(Natural language region descriptions)
*** Block opens ***
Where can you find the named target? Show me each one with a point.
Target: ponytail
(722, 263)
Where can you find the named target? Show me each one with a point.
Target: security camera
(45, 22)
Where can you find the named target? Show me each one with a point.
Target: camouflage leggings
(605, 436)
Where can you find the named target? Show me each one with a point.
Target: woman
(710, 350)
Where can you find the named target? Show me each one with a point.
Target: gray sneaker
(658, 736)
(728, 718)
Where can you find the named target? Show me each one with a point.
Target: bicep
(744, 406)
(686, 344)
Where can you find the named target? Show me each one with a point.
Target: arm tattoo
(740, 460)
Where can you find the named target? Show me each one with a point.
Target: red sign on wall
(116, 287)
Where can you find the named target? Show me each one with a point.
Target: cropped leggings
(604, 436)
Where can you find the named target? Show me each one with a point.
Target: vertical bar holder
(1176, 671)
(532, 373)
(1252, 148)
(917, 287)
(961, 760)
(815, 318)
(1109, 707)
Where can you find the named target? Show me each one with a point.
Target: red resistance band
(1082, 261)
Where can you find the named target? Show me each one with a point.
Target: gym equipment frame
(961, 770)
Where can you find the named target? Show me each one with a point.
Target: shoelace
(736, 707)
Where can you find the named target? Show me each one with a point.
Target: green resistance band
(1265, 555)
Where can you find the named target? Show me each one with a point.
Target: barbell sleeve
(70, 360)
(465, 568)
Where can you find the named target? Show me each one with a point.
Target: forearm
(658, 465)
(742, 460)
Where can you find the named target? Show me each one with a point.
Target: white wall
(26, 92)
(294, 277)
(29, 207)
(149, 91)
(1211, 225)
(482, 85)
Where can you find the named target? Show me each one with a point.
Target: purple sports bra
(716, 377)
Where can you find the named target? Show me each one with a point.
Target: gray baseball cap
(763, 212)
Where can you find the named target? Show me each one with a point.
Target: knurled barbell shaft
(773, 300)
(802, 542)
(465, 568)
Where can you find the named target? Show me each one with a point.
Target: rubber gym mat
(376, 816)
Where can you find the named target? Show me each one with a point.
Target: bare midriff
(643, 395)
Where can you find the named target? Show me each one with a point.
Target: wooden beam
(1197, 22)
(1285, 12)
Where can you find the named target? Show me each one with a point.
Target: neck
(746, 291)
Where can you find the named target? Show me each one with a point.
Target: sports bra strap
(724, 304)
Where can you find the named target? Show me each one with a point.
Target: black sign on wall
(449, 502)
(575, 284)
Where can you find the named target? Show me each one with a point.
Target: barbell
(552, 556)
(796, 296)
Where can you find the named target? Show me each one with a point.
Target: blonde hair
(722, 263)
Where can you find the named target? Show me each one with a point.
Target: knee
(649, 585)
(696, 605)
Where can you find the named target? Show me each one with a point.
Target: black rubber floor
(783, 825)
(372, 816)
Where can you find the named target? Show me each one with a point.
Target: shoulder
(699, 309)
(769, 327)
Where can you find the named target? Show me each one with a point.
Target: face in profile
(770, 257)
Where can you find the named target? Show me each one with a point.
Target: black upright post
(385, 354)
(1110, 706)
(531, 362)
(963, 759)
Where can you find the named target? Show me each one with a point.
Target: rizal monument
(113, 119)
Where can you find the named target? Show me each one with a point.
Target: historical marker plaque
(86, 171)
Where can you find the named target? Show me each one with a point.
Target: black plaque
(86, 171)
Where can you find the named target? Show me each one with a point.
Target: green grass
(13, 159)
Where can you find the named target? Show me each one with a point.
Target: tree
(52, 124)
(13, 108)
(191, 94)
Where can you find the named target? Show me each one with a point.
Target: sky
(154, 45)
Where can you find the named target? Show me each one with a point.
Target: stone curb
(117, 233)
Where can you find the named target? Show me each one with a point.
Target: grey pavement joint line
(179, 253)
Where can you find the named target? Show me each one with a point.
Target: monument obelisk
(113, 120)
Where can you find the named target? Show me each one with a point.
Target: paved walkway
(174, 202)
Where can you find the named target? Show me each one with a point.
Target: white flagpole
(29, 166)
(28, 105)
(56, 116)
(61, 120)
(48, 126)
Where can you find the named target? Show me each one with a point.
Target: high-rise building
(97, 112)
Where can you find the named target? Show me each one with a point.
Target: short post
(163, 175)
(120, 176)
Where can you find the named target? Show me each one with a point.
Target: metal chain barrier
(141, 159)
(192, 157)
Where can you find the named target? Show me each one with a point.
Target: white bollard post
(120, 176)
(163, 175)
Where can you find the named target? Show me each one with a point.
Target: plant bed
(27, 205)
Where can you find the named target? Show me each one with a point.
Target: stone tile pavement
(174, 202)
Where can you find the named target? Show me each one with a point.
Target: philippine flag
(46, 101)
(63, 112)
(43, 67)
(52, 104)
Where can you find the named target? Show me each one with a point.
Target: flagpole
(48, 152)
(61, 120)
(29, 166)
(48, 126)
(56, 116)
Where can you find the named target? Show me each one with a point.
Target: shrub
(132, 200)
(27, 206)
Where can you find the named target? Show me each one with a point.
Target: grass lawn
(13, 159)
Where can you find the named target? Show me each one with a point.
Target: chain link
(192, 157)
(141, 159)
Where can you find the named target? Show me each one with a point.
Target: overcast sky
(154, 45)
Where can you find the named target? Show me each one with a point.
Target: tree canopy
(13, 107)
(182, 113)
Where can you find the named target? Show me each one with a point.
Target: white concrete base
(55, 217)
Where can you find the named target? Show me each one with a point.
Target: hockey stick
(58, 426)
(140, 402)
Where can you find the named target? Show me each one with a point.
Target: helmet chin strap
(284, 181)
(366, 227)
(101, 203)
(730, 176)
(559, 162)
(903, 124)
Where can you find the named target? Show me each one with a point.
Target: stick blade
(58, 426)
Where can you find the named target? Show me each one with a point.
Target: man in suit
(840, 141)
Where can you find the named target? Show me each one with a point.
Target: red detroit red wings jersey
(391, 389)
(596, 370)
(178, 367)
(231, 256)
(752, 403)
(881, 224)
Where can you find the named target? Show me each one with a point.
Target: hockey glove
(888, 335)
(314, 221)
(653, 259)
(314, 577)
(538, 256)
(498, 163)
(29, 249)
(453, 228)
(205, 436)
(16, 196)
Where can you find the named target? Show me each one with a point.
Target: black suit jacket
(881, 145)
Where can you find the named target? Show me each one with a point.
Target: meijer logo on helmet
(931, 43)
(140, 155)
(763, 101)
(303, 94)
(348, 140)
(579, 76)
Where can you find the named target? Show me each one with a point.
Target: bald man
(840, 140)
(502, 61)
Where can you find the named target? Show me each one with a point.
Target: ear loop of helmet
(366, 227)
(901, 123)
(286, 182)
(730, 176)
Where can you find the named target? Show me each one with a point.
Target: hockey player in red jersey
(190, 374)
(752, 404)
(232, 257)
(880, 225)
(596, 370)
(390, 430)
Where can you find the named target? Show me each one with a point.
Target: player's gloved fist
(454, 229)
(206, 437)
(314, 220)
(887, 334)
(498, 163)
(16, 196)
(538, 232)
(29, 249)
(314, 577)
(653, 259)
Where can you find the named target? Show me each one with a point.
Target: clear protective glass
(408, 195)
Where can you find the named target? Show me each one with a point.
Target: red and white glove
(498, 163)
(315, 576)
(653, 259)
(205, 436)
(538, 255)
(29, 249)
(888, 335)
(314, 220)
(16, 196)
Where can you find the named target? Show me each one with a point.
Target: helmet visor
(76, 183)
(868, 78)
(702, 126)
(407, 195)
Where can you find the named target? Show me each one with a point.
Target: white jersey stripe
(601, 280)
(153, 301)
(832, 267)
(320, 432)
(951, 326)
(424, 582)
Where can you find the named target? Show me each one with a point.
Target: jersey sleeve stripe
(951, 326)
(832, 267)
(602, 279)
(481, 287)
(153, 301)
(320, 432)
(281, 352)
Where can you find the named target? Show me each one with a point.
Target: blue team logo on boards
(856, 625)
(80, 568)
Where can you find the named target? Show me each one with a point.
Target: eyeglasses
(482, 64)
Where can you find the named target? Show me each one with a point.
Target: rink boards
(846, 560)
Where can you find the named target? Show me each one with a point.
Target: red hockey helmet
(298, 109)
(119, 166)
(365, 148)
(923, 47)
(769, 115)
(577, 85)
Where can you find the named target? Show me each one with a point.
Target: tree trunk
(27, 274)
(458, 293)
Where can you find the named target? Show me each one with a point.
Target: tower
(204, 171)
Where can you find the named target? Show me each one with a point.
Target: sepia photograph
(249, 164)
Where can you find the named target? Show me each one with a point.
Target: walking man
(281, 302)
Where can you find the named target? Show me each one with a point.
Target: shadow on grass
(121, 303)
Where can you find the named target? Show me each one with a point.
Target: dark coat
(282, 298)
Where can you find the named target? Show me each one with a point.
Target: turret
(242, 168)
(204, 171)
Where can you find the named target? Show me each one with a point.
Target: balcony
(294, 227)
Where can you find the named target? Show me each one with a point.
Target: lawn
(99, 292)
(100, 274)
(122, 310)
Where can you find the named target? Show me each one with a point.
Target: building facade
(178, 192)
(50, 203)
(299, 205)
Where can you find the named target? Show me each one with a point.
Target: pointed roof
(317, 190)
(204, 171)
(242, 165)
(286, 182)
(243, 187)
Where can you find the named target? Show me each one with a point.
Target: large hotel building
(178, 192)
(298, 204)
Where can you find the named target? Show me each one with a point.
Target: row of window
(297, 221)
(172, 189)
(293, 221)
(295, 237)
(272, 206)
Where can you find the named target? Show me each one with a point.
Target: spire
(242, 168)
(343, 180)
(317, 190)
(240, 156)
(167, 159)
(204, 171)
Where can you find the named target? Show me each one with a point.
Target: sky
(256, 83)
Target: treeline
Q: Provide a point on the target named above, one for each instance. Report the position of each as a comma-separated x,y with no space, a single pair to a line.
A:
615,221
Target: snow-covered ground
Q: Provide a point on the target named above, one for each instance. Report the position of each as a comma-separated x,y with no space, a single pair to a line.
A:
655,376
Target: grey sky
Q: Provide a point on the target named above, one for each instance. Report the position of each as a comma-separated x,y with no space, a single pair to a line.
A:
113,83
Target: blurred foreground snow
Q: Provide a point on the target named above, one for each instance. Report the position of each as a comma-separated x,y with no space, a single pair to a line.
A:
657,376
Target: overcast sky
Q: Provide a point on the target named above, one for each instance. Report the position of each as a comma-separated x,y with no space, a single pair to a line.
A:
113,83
*** Block closes ***
Required action: Look over the records above and copy each line that includes the string "snow".

Written answer:
Target: snow-covered ground
Target: blurred foreground snow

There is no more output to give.